GIVEN REQUEST 1 »
Copy out every line of the records below, requests included. In the answers, multiply each point coordinate by 0.2 and round it to a whole number, rounding halves up. Leave the numbers in the requests and their format samples unchanged.

TEXT BLOCK »
* * * * *

Martin Kettle is right. We now have an opening up of political possibilities, which represents a liberation of sorts, though a far from comforting one. This is existentialism on a mass political scale: the bases of our former certainties are being shaken, allowing us to recognise the phoniness of what we took for reality, with all of the shock and anxiety that goes with that. It's a collective version of the moment at the beginning of Bonfire of the Vanities, when the banker's car breaks down in the South Bronx.
After September 11th, rumour had it that the Federal government had hired a team of Hollywood directors to imagine the next terrorist attack. Something so unsettling, so spectacular as 911 expanded the realms of possibility to the point where producers of spectacular fiction were potentially better judges of the future than the confounded experts. Right now, apart from Robert Peston - who must be suffering from bouts of solipsistic psychosis, as his thoughts and reality gradually blur into one - we are left only with confounded experts.

* * * * *

DATA SECTION »
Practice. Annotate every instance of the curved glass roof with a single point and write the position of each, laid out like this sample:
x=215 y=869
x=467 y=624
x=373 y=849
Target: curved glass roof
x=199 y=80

* * * * *

GIVEN REQUEST 2 »
Shorten the paragraph of the commentary on political possibilities that begins "After September 11th", keeping its main facts.

EXPECTED ANSWER 1 »
Practice. Annotate every instance of the curved glass roof with a single point and write the position of each, laid out like this sample:
x=215 y=869
x=467 y=624
x=373 y=849
Target: curved glass roof
x=40 y=16

EXPECTED ANSWER 2 »
After September 11th, there was a rumor that the Federal government had hired Hollywood directors to imagine the next terrorist attack. An event as unsettling and spectacular as that one stretched what seemed possible so far that makers of spectacular fiction might judge the future better than baffled experts. Today, apart from Robert Peston, whose thoughts and reality are said to be gradually blurring into one, only confounded experts are left.